— DOCUMENT EXCERPT —
■ ■ ■ ■ ■

AUGUSTA, Maine — In the Maine Legislature, some issues never are finally settled.
Take the law passed two years ago to ban single-use plastic bags, the kind that has been common at supermarkets and other retail checkout counters.
The Legislature passed a law two years ago to ban the use of those bags, in order to protect the environment and reduce roadside litter. That law was supposed to take effect in April 2020, but COVID had other ideas.
Now it's supposed to take effect in July, but several Republican lawmakers are leading an effort to have the law repealed, claiming reusable bags pose too many health hazatrds but also arguing the bag ban is too much government control.
The ban was originally delayed early in the pandemic by Governor Mills because of worries that reusable bags could become contaminated and carry the virus home or into stores. The Maine CDC said Monday that guidance later in the year from the U.S. CDC shows there was little risk from the bags.
“The U.S. CDC guidance…states that the risk of transmission from surfaces, including bags, is low," the Maine CDC told NEWS CENTER Maine.
But Sen. Stacey Guerin (R-Glenburn), who is sponsoring one of three bills to repeal the law, said there are legitimate health concerns, and the single-use bags should not go away.
“The pandemic made it evident the germ and virus transfer to individuals through reusable plastic bags is a problem, and will continue to be a problem…if you look at it (in terms of) convenience and safety I think what you come up with right now is the plastic bags are the best alternative we have,” said Guerin, who also said she opposed the law two years ago.
A number of Maine retailers supported banning single-use plastic bags at the time the law passed because there had been so many towns and cities passing local plastic bag bans that it became confusing. The Retail Association of Maine still supports it, and for the same reason, according to president Curtis Picard.
“And prior to the statewide law, there were a number of communities had some kind of plastic bag ordinance…and you even had communities that touch each other, from Bath to Brunswick to Topsham to Freeport, all having different local ordinances so we reached a point where a statewide consistent solution made sense.”
Environmental groups are still strongly supporting the bag ban, too.
And Sen. Guerin said for Republicans there is also a more philosophical issue involved in their challenges to the plastic bag law. She said dislike for government mandates is another factor.
“I think when government gets in the way of freedom we often come up with the wrong solution. And in this case, we came up with an idea that’s unhealthy and not environmentally sound,” said Guerin.
The Legislature’s Environment and Natural Resources Committee will decide if the plastic bag ban should remain.

■ ■ ■ ■ ■

— ACTIVITY 1 —
According to the article on Maine's plastic bag ban, which committee will decide whether the ban should remain?
— ACTIVITY 2 —
Please list every Maine community that Curtis Picard names in his quote in the plastic bag article above.

— RECORD EXCERPTS —
■ ■ ■ ■ ■

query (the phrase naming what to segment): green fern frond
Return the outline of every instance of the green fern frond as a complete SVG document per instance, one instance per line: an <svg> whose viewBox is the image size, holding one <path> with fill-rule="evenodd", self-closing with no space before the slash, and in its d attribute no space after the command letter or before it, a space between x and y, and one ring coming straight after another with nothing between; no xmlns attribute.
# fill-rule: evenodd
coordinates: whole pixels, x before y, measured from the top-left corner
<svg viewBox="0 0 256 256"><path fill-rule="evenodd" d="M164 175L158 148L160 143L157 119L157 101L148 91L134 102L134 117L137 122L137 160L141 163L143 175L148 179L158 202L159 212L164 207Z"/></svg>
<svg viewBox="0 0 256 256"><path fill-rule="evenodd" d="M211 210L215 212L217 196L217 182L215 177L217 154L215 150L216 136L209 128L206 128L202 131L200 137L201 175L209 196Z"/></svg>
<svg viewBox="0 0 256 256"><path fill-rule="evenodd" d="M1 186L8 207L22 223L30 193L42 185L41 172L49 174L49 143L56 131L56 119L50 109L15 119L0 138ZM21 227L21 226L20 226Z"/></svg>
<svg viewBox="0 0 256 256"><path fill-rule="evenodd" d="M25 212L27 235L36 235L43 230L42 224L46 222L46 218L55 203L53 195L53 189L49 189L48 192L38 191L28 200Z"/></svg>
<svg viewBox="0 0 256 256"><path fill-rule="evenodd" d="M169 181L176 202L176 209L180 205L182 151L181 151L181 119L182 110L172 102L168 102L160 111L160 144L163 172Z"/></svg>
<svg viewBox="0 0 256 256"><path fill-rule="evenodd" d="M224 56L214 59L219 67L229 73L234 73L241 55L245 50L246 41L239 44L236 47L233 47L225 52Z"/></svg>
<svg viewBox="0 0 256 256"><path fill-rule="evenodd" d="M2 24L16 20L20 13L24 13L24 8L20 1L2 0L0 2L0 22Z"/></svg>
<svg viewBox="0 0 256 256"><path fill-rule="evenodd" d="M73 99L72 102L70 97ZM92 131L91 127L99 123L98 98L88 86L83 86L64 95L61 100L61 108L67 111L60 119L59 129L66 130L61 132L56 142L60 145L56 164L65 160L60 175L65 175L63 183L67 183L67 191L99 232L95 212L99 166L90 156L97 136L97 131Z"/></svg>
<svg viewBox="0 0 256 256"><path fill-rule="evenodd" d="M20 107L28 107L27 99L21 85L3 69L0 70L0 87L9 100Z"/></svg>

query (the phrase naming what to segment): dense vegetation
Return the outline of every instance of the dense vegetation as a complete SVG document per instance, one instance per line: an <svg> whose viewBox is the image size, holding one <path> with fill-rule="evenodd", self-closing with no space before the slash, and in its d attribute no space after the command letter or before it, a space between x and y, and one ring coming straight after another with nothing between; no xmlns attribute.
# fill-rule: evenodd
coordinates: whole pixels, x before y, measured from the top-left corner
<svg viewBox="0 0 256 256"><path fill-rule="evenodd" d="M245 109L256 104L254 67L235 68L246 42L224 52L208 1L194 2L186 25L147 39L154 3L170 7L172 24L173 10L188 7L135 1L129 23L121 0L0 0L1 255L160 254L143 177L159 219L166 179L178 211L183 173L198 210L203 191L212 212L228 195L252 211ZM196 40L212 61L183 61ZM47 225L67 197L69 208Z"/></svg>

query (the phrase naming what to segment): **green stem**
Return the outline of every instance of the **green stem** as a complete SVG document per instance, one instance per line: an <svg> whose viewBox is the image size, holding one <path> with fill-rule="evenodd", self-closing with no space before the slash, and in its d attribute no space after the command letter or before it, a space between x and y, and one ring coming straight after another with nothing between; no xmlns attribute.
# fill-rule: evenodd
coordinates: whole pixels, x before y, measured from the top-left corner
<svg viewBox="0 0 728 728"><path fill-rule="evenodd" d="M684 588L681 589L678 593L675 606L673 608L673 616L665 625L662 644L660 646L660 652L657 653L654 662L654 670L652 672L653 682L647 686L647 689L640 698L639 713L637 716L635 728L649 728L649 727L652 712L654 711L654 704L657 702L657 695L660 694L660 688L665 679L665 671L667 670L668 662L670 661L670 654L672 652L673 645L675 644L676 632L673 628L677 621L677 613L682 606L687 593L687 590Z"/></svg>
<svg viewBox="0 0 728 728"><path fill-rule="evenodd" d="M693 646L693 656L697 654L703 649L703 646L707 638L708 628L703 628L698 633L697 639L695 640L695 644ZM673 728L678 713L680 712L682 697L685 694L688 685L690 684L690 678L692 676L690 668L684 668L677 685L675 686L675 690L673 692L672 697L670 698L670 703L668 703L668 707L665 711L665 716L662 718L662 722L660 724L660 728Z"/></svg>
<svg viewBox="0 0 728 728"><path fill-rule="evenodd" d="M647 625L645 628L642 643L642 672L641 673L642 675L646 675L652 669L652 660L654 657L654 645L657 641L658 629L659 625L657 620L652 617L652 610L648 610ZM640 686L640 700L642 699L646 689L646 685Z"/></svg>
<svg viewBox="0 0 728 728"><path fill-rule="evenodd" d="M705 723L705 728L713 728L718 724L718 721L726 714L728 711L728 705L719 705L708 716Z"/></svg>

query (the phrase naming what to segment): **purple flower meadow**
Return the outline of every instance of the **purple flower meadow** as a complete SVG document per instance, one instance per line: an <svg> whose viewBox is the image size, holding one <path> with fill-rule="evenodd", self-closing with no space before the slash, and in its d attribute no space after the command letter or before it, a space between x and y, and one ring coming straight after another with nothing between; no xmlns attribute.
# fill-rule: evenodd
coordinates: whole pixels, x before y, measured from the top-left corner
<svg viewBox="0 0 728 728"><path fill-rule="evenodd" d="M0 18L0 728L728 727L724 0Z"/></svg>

■ ■ ■ ■ ■

— EXERCISE OUTPUT 1 —
The Legislature's Environment and Natural Resources Committee.

— EXERCISE OUTPUT 2 —
Bath, Brunswick, Topsham, Freeport